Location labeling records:
---

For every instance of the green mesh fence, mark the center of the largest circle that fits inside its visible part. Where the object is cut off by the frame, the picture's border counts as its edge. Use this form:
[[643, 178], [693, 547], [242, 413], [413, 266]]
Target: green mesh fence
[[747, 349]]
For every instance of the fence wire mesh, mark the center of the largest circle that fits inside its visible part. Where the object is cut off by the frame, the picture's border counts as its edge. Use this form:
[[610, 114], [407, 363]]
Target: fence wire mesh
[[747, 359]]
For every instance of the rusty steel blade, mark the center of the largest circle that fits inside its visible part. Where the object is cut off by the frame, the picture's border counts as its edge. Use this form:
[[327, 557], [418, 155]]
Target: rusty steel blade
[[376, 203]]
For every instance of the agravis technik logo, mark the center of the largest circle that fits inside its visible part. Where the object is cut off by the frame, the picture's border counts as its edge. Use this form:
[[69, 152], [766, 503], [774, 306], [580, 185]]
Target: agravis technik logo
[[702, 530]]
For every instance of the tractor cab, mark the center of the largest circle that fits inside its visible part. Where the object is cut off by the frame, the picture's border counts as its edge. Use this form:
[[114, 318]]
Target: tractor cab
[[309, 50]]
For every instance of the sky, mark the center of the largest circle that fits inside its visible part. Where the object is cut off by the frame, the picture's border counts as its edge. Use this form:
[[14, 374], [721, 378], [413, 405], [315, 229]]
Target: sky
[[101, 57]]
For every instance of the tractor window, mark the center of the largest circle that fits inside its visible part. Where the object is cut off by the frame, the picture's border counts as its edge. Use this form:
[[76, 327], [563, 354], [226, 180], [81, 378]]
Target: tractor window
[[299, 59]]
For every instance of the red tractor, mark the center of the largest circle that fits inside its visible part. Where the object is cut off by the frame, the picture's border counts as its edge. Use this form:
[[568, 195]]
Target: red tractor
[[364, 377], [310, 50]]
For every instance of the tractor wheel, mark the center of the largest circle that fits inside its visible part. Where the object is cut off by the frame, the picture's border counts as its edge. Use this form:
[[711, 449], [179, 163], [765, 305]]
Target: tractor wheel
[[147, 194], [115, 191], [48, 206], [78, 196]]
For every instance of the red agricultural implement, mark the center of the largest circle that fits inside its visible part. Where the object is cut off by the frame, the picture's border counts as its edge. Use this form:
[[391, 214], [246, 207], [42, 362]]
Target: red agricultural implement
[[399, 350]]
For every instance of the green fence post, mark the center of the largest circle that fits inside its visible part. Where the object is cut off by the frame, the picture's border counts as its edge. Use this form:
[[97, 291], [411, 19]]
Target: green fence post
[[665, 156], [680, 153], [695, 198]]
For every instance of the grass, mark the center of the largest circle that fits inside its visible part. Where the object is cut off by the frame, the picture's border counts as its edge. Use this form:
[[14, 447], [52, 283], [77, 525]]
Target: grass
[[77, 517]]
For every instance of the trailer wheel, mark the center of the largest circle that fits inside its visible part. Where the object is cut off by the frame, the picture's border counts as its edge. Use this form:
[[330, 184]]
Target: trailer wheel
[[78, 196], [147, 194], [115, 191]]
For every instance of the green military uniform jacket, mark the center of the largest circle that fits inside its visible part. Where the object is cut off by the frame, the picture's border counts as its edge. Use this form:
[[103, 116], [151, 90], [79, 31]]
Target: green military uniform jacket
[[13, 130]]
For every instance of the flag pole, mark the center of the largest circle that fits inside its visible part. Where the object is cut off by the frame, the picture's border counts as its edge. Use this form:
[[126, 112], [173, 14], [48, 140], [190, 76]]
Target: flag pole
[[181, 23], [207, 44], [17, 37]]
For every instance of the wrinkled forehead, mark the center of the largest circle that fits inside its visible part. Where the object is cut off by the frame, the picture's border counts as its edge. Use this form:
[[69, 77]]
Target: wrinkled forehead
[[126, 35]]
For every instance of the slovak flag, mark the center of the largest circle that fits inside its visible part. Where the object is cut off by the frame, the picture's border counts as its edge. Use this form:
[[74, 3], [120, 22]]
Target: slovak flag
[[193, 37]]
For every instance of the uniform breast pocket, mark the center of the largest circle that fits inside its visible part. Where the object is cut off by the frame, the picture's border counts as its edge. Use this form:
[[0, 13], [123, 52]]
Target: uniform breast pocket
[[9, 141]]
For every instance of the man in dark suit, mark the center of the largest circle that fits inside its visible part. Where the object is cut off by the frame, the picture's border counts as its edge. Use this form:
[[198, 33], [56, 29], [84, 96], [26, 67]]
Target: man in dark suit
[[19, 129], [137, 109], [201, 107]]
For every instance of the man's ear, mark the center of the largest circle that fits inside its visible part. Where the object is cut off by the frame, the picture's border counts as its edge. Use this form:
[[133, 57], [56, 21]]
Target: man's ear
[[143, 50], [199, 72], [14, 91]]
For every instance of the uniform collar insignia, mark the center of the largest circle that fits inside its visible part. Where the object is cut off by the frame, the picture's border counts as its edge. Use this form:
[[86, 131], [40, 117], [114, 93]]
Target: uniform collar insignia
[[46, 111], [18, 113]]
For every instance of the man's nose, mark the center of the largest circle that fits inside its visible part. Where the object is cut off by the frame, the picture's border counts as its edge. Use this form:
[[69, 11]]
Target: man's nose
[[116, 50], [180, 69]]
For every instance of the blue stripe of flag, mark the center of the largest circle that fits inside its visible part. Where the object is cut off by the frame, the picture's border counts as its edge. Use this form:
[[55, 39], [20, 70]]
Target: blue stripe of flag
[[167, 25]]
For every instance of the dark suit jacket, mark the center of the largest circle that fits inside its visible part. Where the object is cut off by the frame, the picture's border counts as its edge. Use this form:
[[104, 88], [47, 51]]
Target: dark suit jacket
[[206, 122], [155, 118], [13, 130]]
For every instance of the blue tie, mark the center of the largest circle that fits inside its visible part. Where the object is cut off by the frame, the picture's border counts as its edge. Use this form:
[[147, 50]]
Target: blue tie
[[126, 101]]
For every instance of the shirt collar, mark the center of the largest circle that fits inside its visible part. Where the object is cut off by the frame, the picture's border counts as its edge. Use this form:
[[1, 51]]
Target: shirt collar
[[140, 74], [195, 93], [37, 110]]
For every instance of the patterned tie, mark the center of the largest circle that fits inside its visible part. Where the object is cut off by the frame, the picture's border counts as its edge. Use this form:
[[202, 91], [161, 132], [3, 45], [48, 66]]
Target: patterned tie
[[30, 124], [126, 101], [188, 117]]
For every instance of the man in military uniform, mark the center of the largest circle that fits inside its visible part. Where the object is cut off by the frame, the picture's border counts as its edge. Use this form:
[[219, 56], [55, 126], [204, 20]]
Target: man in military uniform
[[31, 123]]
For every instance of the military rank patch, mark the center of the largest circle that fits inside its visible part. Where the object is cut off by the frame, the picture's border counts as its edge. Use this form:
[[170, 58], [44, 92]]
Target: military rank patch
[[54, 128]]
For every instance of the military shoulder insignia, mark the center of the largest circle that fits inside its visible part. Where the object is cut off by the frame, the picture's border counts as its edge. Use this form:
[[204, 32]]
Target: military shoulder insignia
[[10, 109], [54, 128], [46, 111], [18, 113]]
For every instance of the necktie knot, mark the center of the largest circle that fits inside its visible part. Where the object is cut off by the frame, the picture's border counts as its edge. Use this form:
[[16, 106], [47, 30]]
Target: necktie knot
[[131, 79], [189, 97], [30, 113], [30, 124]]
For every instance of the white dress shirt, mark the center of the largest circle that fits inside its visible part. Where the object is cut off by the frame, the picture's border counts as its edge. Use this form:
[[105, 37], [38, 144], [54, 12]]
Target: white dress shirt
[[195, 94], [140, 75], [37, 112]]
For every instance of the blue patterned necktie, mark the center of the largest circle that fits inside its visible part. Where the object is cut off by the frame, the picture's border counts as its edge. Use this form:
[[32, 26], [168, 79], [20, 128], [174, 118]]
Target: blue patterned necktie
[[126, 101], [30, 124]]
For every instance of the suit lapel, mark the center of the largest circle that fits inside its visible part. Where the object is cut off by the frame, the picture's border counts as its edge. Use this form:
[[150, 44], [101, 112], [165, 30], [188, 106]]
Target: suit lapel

---

## Exercise instructions
Begin at the line that has "For every instance of the man's nose, mark" and stop after the line that has "[[116, 50], [180, 69]]". Write out those lines again, swapping "nose" for "mouth" and leaving everything else unchanged.

## The answer
For every instance of the man's mouth, mark the center of the largest circle that fits inside its visible part. Where the object is cut off by the frame, the picture's border counts as its edge. Use this form:
[[69, 11]]
Target: man's mouth
[[116, 50], [180, 69]]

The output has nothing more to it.